### Entries provided
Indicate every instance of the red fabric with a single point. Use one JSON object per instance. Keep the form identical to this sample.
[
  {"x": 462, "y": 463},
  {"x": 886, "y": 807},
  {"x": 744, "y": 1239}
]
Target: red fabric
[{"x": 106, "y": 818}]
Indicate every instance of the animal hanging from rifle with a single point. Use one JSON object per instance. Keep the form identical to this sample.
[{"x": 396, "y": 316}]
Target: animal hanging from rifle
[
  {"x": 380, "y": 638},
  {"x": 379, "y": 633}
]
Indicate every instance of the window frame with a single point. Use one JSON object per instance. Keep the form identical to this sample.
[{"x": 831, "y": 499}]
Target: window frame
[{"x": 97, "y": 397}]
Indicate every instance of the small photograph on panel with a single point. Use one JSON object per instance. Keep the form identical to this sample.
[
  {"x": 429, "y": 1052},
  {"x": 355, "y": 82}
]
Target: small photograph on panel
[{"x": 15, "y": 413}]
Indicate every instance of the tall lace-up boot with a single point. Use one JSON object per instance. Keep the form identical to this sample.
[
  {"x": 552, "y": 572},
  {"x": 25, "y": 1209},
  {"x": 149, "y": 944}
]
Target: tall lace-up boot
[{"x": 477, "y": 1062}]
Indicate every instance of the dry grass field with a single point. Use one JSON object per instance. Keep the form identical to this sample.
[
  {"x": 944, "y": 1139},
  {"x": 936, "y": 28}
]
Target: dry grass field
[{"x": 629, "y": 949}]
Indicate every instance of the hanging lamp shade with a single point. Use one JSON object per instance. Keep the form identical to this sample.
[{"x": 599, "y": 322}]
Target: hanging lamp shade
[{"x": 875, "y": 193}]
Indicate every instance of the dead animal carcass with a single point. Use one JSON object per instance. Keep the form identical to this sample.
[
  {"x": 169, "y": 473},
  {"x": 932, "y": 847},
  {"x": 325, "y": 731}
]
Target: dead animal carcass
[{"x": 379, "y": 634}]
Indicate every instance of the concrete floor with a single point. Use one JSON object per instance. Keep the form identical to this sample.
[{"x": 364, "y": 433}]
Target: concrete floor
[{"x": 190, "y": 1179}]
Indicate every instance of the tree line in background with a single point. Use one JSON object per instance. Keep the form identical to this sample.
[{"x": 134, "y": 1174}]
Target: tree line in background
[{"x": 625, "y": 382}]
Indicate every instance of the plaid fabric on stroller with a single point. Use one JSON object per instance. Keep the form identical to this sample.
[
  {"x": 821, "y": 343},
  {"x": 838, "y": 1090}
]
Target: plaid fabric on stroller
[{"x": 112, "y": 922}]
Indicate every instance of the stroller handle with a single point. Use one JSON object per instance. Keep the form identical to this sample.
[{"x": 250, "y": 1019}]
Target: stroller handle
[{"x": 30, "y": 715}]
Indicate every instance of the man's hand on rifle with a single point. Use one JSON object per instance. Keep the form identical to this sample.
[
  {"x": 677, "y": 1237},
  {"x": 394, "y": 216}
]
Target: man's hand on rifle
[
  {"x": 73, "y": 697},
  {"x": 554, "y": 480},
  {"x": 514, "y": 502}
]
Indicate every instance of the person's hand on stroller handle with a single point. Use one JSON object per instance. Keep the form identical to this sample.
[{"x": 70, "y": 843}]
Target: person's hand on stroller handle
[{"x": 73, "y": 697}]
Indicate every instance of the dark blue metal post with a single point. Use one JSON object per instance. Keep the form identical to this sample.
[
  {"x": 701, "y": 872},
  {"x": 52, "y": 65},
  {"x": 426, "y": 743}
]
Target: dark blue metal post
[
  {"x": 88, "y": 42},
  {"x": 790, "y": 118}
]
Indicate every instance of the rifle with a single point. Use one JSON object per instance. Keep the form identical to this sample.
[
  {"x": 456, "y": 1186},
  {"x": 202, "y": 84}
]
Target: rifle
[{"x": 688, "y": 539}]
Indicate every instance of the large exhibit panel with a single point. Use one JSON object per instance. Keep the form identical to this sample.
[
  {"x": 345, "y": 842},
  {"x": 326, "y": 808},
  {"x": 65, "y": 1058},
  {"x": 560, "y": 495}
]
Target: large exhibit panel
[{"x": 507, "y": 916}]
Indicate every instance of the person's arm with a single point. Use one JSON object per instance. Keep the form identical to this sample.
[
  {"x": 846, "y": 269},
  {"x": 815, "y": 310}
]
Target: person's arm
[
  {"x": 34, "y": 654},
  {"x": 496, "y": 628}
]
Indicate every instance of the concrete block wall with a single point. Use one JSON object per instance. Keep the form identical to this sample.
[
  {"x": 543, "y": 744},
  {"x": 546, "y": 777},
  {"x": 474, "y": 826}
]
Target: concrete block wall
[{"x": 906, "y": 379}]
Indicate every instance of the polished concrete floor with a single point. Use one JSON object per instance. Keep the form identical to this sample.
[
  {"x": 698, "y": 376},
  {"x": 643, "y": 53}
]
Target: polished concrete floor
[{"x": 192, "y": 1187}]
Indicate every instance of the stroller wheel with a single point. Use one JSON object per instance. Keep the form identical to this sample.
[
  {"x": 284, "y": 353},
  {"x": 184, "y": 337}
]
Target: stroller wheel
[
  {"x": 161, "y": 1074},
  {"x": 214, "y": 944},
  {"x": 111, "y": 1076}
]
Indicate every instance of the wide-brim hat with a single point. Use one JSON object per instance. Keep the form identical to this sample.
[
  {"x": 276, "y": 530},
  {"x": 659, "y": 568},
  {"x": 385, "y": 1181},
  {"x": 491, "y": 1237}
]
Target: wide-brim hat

### Your instructions
Could you report all lines of the listing that hold "wide"?

### Reply
Indicate every instance of the wide-brim hat with a single point. Use one JSON object per instance. Keep the form identical to this sample.
Target: wide-brim hat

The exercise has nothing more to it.